_Directions for this task_
Of the records that follow, copy only the lines from the line containing "folded napkin in this photo." to the line containing "frame in this photo.", both included, exactly as written.

BEGIN Material provided

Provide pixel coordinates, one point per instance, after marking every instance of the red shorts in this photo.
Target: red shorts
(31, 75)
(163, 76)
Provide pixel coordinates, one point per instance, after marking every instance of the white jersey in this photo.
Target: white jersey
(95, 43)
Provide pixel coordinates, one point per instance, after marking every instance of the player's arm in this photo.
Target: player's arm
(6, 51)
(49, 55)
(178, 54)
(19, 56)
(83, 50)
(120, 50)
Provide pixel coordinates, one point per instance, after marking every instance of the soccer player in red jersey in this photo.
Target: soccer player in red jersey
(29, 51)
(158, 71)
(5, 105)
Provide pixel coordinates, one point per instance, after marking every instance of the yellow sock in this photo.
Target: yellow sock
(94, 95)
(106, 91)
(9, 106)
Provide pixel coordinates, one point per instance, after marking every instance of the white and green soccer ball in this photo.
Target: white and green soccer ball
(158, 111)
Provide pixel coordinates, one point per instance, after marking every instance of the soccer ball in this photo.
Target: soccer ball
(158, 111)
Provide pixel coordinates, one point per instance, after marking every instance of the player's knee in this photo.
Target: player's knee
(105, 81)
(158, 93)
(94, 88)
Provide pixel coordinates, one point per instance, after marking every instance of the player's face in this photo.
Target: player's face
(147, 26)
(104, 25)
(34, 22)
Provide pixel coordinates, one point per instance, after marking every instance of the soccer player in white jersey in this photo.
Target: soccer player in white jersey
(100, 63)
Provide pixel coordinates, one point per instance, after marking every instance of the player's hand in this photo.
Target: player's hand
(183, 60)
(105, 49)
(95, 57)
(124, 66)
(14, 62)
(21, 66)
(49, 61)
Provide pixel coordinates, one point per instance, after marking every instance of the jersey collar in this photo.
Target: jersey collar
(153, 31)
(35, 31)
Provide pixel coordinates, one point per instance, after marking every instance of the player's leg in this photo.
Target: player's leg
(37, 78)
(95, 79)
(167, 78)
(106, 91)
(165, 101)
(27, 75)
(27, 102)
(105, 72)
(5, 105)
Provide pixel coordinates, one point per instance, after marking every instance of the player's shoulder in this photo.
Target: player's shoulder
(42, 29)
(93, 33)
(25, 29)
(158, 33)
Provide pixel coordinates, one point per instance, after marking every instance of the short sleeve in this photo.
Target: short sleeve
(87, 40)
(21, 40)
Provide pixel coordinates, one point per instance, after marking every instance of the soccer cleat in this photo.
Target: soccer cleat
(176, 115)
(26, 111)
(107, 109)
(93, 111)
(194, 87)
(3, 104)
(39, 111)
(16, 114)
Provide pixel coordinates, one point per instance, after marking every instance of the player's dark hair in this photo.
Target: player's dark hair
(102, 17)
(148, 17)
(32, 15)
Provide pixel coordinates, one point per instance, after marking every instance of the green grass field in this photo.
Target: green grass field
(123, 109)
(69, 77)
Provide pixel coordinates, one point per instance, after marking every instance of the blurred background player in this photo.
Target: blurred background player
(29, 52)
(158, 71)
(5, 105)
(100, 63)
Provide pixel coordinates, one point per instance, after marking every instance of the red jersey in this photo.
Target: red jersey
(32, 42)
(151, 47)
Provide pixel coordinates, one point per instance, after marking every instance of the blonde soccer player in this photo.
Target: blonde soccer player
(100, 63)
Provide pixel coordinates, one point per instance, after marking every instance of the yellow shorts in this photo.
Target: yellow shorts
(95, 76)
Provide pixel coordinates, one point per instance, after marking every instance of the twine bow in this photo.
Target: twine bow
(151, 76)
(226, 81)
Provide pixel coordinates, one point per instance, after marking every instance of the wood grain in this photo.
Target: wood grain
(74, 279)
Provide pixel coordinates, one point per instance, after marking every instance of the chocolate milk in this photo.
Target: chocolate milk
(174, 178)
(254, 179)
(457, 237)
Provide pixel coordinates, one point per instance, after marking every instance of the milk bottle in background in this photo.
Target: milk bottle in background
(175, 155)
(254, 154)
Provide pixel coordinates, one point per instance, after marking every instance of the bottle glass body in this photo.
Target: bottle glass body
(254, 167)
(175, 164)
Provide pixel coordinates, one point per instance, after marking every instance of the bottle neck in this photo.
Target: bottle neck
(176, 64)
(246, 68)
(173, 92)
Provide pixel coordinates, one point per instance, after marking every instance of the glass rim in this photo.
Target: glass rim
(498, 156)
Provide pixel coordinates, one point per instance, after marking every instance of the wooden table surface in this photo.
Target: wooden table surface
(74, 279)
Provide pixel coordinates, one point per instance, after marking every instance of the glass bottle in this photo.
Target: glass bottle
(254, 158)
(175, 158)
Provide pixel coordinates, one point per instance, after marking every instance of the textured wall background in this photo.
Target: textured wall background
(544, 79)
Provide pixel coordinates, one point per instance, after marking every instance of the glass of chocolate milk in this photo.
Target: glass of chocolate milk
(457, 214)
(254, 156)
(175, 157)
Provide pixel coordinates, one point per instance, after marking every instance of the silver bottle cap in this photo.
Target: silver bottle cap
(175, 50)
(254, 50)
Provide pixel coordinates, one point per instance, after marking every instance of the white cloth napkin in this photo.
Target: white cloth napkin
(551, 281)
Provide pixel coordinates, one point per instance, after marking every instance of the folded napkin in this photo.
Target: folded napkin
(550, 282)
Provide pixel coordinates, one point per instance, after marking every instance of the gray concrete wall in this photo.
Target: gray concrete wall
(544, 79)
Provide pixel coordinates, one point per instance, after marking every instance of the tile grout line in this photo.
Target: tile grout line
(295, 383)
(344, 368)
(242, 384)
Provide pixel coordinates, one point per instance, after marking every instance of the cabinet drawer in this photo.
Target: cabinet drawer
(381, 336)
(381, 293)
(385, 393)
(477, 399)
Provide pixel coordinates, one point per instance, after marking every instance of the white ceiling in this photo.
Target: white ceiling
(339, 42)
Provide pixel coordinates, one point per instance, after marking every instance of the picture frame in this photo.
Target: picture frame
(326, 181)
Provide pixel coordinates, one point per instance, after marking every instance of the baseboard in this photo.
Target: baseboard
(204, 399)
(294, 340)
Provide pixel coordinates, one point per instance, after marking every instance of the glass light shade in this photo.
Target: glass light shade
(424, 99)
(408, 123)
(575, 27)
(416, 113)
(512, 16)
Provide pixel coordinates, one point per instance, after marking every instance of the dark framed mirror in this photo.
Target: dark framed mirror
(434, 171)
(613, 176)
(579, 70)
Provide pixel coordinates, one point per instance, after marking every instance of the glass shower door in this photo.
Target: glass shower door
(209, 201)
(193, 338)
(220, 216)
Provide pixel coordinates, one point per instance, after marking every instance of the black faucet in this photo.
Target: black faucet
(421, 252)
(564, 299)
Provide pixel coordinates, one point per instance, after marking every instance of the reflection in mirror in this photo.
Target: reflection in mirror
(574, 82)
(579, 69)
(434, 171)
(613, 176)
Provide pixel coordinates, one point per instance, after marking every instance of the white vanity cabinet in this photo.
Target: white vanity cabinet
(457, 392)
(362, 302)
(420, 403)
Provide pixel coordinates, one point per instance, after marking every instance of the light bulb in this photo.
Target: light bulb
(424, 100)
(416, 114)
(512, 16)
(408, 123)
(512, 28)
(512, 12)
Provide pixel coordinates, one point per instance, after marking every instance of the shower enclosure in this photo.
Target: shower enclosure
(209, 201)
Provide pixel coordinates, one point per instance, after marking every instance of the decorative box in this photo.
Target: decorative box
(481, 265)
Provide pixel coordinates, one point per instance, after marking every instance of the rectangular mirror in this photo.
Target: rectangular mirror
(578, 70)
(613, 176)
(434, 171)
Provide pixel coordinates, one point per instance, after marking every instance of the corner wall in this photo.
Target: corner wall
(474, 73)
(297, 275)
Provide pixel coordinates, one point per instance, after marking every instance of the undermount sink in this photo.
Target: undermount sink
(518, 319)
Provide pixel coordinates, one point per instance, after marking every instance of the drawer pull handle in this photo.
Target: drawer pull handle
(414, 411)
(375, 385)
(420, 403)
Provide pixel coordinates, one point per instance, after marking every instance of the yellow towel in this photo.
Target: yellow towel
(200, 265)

END Material provided

_Response_
Provide pixel coordinates, one point per instance, after marking every instance of the folded napkin in this photo.
Target: folded napkin
(550, 282)
Provide pixel coordinates, one point per instance, after marking every instance of the gray concrete wall in this photo.
Target: gray concrete wall
(544, 79)
Provide pixel coordinates, one point per instance, after marking every instance of the tile grout line in this photo.
Target: tile grout line
(295, 383)
(344, 368)
(242, 384)
Provide pixel coordinates, one point per instance, after marking every instance of the cabinet drawer in this photo.
Target: cabinet drawer
(381, 336)
(381, 293)
(385, 393)
(477, 399)
Provide pixel coordinates, one point per instance, after marking every instance of the white ceiling in this photo.
Target: white ceiling
(339, 42)
Provide pixel coordinates, one point per instance, after marking every instance of the picture frame in this photo.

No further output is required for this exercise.